=== DATASET ===

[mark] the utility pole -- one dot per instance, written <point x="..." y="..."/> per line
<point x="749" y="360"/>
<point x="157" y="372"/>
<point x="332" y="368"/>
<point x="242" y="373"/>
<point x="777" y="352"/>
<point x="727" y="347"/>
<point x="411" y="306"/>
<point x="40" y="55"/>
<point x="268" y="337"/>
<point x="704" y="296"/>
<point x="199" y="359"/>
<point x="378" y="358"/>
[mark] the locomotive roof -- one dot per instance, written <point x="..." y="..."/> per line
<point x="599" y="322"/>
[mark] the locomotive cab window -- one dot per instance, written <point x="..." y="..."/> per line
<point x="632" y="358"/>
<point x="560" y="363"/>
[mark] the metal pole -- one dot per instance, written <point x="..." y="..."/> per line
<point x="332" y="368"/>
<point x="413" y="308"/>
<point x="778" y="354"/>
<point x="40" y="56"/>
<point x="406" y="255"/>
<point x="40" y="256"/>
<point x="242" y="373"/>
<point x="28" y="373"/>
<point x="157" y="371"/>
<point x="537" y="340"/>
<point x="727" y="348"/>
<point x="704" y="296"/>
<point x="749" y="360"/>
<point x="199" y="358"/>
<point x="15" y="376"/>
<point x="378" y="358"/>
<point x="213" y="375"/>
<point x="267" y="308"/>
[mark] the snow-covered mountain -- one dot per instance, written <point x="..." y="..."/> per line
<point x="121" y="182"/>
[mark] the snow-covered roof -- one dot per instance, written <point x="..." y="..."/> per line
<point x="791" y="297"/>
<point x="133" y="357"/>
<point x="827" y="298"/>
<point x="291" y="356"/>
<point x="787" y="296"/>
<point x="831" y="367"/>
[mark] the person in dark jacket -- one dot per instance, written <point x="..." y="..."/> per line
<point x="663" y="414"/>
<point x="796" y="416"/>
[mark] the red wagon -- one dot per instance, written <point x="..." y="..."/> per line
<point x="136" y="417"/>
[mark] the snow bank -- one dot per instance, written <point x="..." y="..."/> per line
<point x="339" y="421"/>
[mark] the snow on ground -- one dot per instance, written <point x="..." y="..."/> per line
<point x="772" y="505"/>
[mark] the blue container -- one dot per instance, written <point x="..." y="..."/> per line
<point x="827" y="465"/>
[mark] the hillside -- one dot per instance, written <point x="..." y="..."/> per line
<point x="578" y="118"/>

===

Copy without any change the lines of the listing that begin at the line containing "[mark] the person" and run through the last line of the listing, with both ends included.

[mark] the person in dark jacket -- one dot per instance, written <point x="..." y="..."/> per line
<point x="663" y="414"/>
<point x="796" y="416"/>
[mark] the red wagon -- one dot per instance, written <point x="..." y="..."/> per line
<point x="136" y="417"/>
[mark] the snow bank -- one dot per instance, written <point x="..." y="..."/> per line
<point x="339" y="421"/>
[mark] the snow on ground -- one dot per instance, written <point x="..." y="..."/> per line
<point x="772" y="505"/>
[mark] the blue container -- one dot per instance, written <point x="..." y="..."/> per line
<point x="827" y="465"/>
[mark] the hillside -- one dot per instance, written <point x="..." y="..."/> per line
<point x="578" y="118"/>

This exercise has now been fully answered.